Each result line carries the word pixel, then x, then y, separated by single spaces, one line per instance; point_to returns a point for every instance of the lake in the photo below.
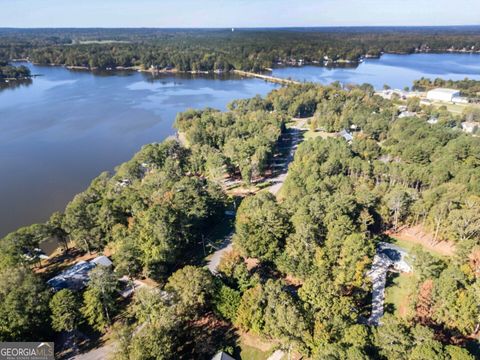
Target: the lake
pixel 397 71
pixel 66 127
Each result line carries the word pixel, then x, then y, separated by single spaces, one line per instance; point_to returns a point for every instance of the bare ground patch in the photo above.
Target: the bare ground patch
pixel 417 235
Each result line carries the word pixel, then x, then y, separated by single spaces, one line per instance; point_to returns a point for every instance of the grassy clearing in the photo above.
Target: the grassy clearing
pixel 409 246
pixel 397 292
pixel 251 353
pixel 455 108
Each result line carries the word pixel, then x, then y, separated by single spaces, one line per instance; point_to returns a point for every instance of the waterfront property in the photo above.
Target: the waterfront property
pixel 76 277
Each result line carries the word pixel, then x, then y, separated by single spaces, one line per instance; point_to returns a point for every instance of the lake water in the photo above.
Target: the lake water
pixel 397 71
pixel 66 127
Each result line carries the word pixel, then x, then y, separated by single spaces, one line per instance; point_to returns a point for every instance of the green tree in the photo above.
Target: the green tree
pixel 192 289
pixel 261 226
pixel 99 298
pixel 226 302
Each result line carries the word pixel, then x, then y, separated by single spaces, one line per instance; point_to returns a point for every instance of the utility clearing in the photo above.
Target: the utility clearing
pixel 416 235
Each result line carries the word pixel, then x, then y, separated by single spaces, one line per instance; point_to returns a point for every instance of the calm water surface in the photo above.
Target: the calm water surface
pixel 65 128
pixel 397 71
pixel 62 130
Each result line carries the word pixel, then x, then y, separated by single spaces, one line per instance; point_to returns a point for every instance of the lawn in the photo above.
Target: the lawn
pixel 409 246
pixel 397 292
pixel 251 353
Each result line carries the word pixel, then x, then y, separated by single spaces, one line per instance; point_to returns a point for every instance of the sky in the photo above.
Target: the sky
pixel 236 13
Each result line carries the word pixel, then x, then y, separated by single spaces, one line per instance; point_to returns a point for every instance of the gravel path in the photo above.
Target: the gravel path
pixel 217 255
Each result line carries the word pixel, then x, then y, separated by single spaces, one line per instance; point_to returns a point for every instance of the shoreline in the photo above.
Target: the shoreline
pixel 328 63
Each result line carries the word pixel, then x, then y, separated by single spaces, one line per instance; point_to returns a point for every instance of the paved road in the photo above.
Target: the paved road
pixel 278 181
pixel 104 352
pixel 378 274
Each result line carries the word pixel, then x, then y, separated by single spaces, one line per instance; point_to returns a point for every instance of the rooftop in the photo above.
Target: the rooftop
pixel 445 91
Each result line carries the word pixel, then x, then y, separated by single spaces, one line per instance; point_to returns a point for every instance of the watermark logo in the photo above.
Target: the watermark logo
pixel 26 351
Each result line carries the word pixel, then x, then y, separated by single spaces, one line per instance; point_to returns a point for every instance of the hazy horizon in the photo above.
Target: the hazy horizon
pixel 236 13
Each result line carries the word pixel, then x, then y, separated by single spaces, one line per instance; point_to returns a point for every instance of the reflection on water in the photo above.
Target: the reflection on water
pixel 61 130
pixel 396 71
pixel 66 127
pixel 12 84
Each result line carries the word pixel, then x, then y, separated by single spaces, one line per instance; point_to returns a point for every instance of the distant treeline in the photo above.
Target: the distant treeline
pixel 223 50
pixel 467 87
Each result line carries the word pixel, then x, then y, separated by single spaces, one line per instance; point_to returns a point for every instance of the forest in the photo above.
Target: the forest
pixel 468 87
pixel 224 50
pixel 297 272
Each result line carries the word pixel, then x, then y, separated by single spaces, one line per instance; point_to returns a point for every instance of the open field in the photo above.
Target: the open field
pixel 409 237
pixel 396 293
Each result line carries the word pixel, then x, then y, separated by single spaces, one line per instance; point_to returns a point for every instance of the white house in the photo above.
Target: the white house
pixel 443 94
pixel 470 126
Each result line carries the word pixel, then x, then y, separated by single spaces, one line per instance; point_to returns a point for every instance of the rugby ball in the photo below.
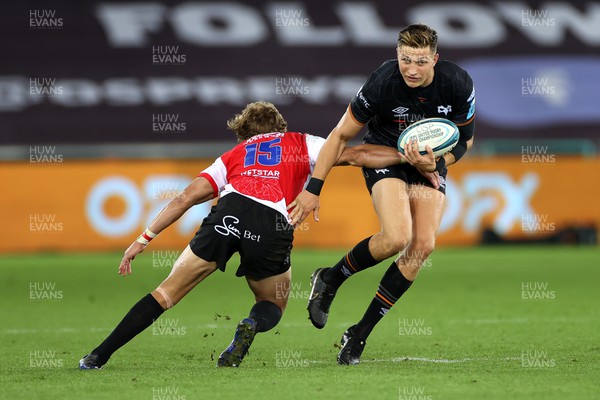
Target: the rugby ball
pixel 439 133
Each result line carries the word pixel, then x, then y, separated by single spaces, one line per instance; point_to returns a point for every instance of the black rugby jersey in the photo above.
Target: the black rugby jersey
pixel 387 105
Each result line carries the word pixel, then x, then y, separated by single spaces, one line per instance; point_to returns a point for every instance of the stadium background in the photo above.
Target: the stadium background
pixel 99 128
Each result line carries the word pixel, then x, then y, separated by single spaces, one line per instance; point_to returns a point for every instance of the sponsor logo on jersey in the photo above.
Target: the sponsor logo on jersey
pixel 229 228
pixel 445 109
pixel 399 111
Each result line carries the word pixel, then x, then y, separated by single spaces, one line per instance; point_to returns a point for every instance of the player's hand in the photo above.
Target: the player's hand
pixel 433 177
pixel 424 163
pixel 302 206
pixel 132 251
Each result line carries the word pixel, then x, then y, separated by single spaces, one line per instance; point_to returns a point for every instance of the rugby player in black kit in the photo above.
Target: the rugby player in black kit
pixel 415 86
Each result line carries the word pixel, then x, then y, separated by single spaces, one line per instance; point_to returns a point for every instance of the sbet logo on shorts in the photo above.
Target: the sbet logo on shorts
pixel 229 228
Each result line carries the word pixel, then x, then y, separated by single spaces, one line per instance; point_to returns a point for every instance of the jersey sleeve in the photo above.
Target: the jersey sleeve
pixel 216 175
pixel 465 101
pixel 364 104
pixel 313 146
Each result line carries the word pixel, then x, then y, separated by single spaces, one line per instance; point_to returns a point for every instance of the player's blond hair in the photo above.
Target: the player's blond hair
pixel 256 118
pixel 418 36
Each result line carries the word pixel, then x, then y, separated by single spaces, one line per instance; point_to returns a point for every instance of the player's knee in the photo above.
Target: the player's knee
pixel 422 247
pixel 163 298
pixel 394 244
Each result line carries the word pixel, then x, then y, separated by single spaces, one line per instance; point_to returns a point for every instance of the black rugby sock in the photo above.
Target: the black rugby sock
pixel 357 259
pixel 141 316
pixel 266 315
pixel 391 288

• [YOUR TASK]:
Every line above should be repeated exactly; pictures stay out of the copy.

• [ANSWER]:
Each result line carries the word pixel, then x, then y, separated by single spaces, one line per instance; point_to returns a point for every instance of the lake in the photo below.
Target: the lake
pixel 397 71
pixel 66 127
Each result line carries the word pixel, then x, then y, separated by single spaces, one line per instance; point_to returns a point for every instance of the bare ground patch in the photo above.
Target: the bare ground patch
pixel 417 235
Each result line carries the word pixel, then x, then y, separated by single spaces, one line per instance; point_to returns a point for every instance of the grassy clearing in the photo above.
Target: the grassy clearing
pixel 409 246
pixel 397 292
pixel 251 353
pixel 455 108
Each result line carries the word pixel, then x, then y, separated by single spaces, one line per instance; point_to returns a point for every instance of the waterfront property in the photo above.
Target: the waterfront property
pixel 76 277
Each result line carries the word pixel, then x, then y, separated by single spaces, one line per instance; point_to returns a point for every instance of the lake water in the photo above.
Target: the lake water
pixel 397 71
pixel 66 127
Each result line carries the word pixel, then x, then y, separated by single spaces, one line per instance; point_to returns a point for every instance of the green tree in the photo above.
Target: the green tree
pixel 192 289
pixel 261 226
pixel 99 298
pixel 226 302
Each result line carries the word pixel, then x, then y, separated by single spaces, one line per instance; point_to returns a point for every instance of the utility clearing in the photo above.
Target: the utility clearing
pixel 416 235
Each result line carries the word pixel, then x, then y, separated by single spaces, one line per instance; point_to returns a point for every instance of the calm water surface in the photo above.
Target: the calm water surface
pixel 65 128
pixel 397 71
pixel 62 130
Each result line carries the word pixel, then x, then y, separated by single spaces, one line per instance; point_to returns a point for every instance of the lawn in the photo above.
Target: the lawn
pixel 409 246
pixel 397 292
pixel 251 353
Each result line carries the word pixel, then x, then y, separated by single spaces, one line per instance; point_to returns a point for every instance of the sky in the photo above.
Target: the sky
pixel 236 13
Each result line carries the word pixel, then x, then y, separated by single spaces, one line per instance; point_to returns a point for every instance of the gravel path in the photo above.
Target: the gravel path
pixel 217 255
Each result line carries the word pixel, then x, then y, separated by single spaces, one line per instance; point_to returns a point for every instance of the shoreline in the photo above.
Target: the shoreline
pixel 328 63
Each result line carries the word pixel, then x, then y, separated by single spaces, one line per instance; point_to returns a point for every instance of the paved road in the photo above.
Target: the paved road
pixel 278 181
pixel 104 352
pixel 378 274
Each result line carries the word pixel, then x, then y, separated by single spaces, one line per instance; point_to returns a point for every instance of the rooftop in the photo above.
Target: the rooftop
pixel 445 91
Each result line carries the word pixel, then x, then y, separated by single spaces, one line per instance; point_to returns a point for every instance of the watermark logo in the photo above.
Target: the watermark logo
pixel 26 351
Each result line carries the word pixel, then x, then y, separated by single spaces, one line per instance; point_to returns a point for every instance of the hazy horizon in the photo above.
Target: the hazy horizon
pixel 236 13
Each result line carries the word pixel, then x, then y, separated by single spaces, one line per instance; point_to returns a point for every instance of the reflection on water in the photo above.
Target: the reflection on water
pixel 61 130
pixel 396 71
pixel 66 127
pixel 12 84
Each result line carries the word pixel, then x, then y, separated by single spaces, one line per instance; point_to returns a point for every instance of the distant treeline in the photo above.
Target: the distant treeline
pixel 223 50
pixel 467 87
Each result line carries the word pixel, then x, then y, separated by single spaces, one line per instance; point_to returns a point for every instance of the forest in the photo above.
Target: the forest
pixel 468 87
pixel 224 50
pixel 297 272
Each result line carries the word pixel, then x, then y, separated by single spaces, one line per instance; point_to returns a point for every instance of the open field in the photo above.
Target: the open field
pixel 409 237
pixel 396 293
Each result line carries the word pixel, then x, then y, separated by single spaces, one line per instance; point_to returns a point for every instance of the white house in the photo above.
Target: the white house
pixel 443 94
pixel 470 126
Each result line carries the word pixel, then x, then y, separated by single spaces, one line per instance; point_to returns a point for every instance of the rugby ball in the photo below.
Target: the rugby ball
pixel 439 133
Each result line carries the word pixel, then x, then y, separated by single spaces, one line per instance; point_to returns a point for every instance of the black rugby jersey in the photo above.
Target: the black rugby jersey
pixel 387 105
Each result line carries the word pixel, then x, then y, separated by single spaces, one line per instance; point_to returns a point for every instance of the stadium background in the photo above.
Target: the stadium background
pixel 99 128
Each result line carries the word pixel, then x, then y, separated by single spaces, one line per instance; point_to returns a point for every instance of the sponsor logo on jersey in the photo above.
Target: the sponsor logo on jersey
pixel 229 228
pixel 445 109
pixel 399 111
Each result line carries the word pixel, then x, then y, separated by single spaces, one line per instance; point_to returns a point for every instance of the player's hand in the photo above.
Target: the player's hand
pixel 433 177
pixel 424 163
pixel 302 206
pixel 132 251
Each result line carries the word pixel, then x, then y, separated by single spaces, one line per instance; point_to returns a point for every instance of the rugby player in black kit in the photo above.
Target: the rugby player in black kit
pixel 415 86
Each result line carries the word pixel, then x, then y, separated by single spaces, one line per instance; point_to returns a point for every instance of the sbet logo on shorts in the photo above.
Target: the sbet logo on shorts
pixel 229 228
Each result line carries the word pixel, then x, then y, separated by single spaces, one line per instance; point_to returns a point for every instance of the jersey sleeve in the photo above.
Target: the jersey sleeve
pixel 216 175
pixel 465 101
pixel 364 104
pixel 313 146
Each result line carries the word pixel, then x, then y, separated by single spaces, one line per instance; point_to returns a point for every instance of the player's blond hair in the photo above.
Target: the player's blond hair
pixel 256 118
pixel 418 36
Each result line carries the word pixel, then x, then y, separated by single spaces, one line per instance; point_to returns a point for every instance of the player's knee in the photo above.
Target: the player's knee
pixel 422 247
pixel 163 298
pixel 394 244
Each result line carries the word pixel, then x, then y, separated by single spaces, one line per instance; point_to returns a point for every instance of the black rugby sock in the photo above.
Target: the black rugby sock
pixel 357 259
pixel 141 316
pixel 266 315
pixel 391 288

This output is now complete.